For this exercise, restate word for word only the lines from the one containing "Target: woman's face" through the last line below. Pictures do not get copied.

**Data provided**
- Opening Delimiter -

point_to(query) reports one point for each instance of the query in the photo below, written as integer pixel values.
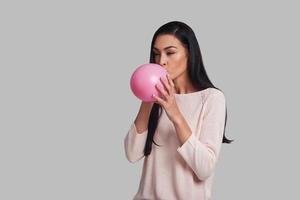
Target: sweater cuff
(136, 138)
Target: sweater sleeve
(202, 153)
(134, 144)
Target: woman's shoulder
(213, 93)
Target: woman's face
(171, 54)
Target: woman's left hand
(168, 101)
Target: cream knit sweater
(181, 172)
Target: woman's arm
(135, 140)
(142, 118)
(201, 153)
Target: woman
(180, 134)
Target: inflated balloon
(144, 79)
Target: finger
(171, 83)
(170, 80)
(166, 85)
(161, 90)
(158, 99)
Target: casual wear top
(181, 172)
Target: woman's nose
(162, 61)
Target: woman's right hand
(142, 118)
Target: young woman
(180, 134)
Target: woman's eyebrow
(165, 47)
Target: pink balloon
(144, 79)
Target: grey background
(66, 105)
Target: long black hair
(196, 72)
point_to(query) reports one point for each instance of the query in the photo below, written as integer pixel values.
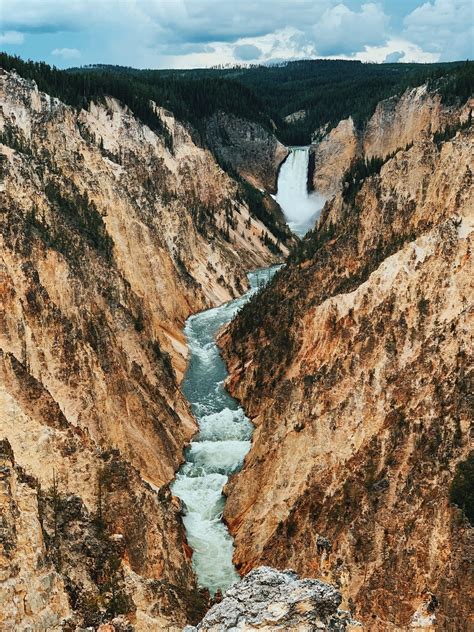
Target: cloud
(12, 37)
(186, 33)
(410, 52)
(444, 27)
(343, 31)
(66, 53)
(393, 58)
(247, 52)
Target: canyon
(355, 366)
(110, 239)
(338, 421)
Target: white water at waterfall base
(218, 450)
(300, 207)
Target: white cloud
(12, 37)
(343, 31)
(406, 52)
(445, 27)
(66, 53)
(184, 33)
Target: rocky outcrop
(247, 148)
(396, 123)
(110, 236)
(355, 366)
(267, 599)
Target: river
(218, 450)
(224, 437)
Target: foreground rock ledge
(267, 599)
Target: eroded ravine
(218, 450)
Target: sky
(202, 33)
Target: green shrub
(461, 492)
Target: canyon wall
(111, 236)
(396, 123)
(355, 365)
(247, 148)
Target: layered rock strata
(355, 365)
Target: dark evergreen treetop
(327, 90)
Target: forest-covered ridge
(326, 90)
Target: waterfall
(301, 208)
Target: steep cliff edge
(355, 365)
(396, 123)
(247, 148)
(111, 235)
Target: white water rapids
(219, 448)
(223, 440)
(301, 208)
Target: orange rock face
(354, 365)
(109, 240)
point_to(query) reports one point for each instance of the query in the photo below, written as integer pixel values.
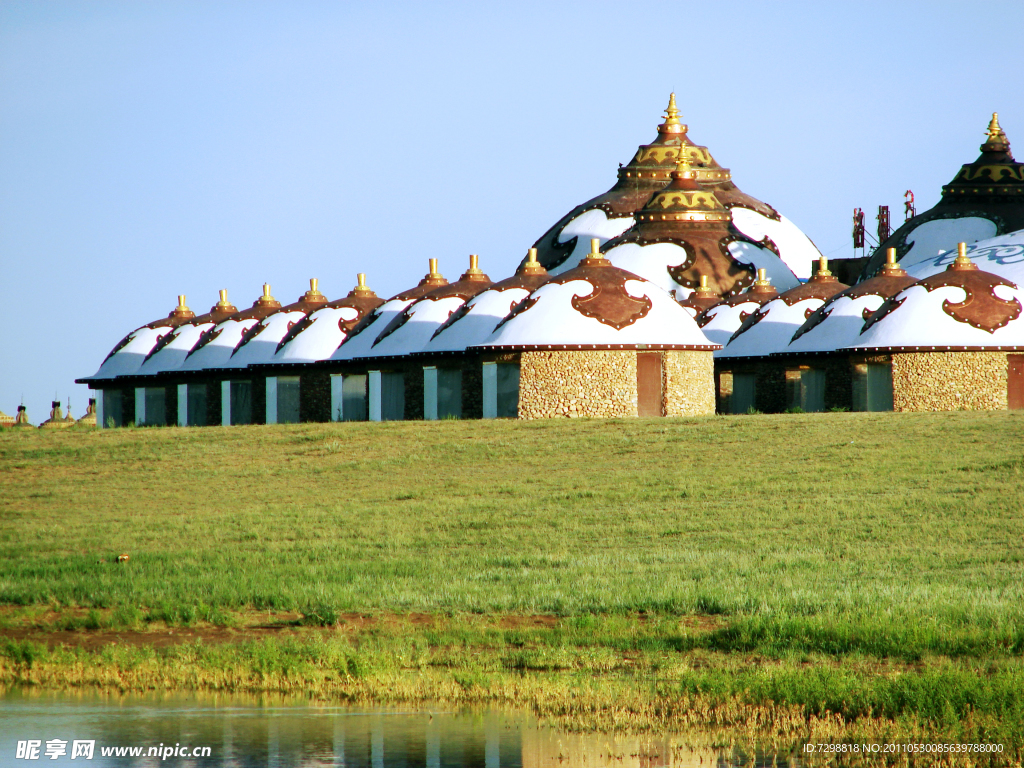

- Closing Delimiter -

**Solution to this problem**
Target: woman's face
(171, 54)
Target: woman's left hand
(168, 101)
Target: cream knit sweater
(181, 172)
Target: woman's arm
(135, 140)
(142, 118)
(201, 153)
Target: woman
(180, 134)
Target: inflated balloon
(144, 79)
Target: finger
(171, 83)
(170, 80)
(166, 85)
(161, 90)
(158, 99)
Target: casual wear top
(181, 172)
Target: woman's nose
(162, 61)
Target: woman's right hand
(142, 118)
Target: young woman
(180, 134)
Target: woman's eyebrow
(165, 47)
Target: pink balloon
(144, 79)
Target: grey background
(66, 105)
Target: long black hair
(196, 72)
point_to(query) reports one point for each instance of the query in the photo below, written as integer pixel values.
Target: cloud
(12, 37)
(186, 33)
(410, 52)
(444, 27)
(343, 31)
(66, 53)
(393, 58)
(247, 52)
Target: canyon
(355, 366)
(110, 239)
(338, 421)
Target: white water at waterfall base
(218, 450)
(300, 207)
Target: white cloud
(12, 37)
(343, 31)
(406, 52)
(445, 27)
(66, 53)
(184, 33)
Target: rocky outcrop
(247, 148)
(396, 123)
(110, 236)
(355, 366)
(267, 599)
Target: river
(218, 450)
(224, 437)
Target: foreground rock ledge
(267, 599)
Target: eroded ravine
(218, 450)
Target: sky
(202, 33)
Target: green shrub
(461, 492)
Target: canyon wall
(111, 236)
(396, 123)
(355, 365)
(247, 148)
Target: layered rock strata
(355, 365)
Target: dark evergreen treetop
(327, 90)
Target: forest-covered ridge
(326, 90)
Target: waterfall
(301, 208)
Target: steep cliff edge
(355, 365)
(396, 123)
(247, 148)
(111, 235)
Target: white water rapids
(219, 448)
(223, 440)
(301, 208)
Target: orange rock face
(354, 365)
(109, 240)
point_to(query) reports one point for each instance of the query in the photo below, written as integer pixel values.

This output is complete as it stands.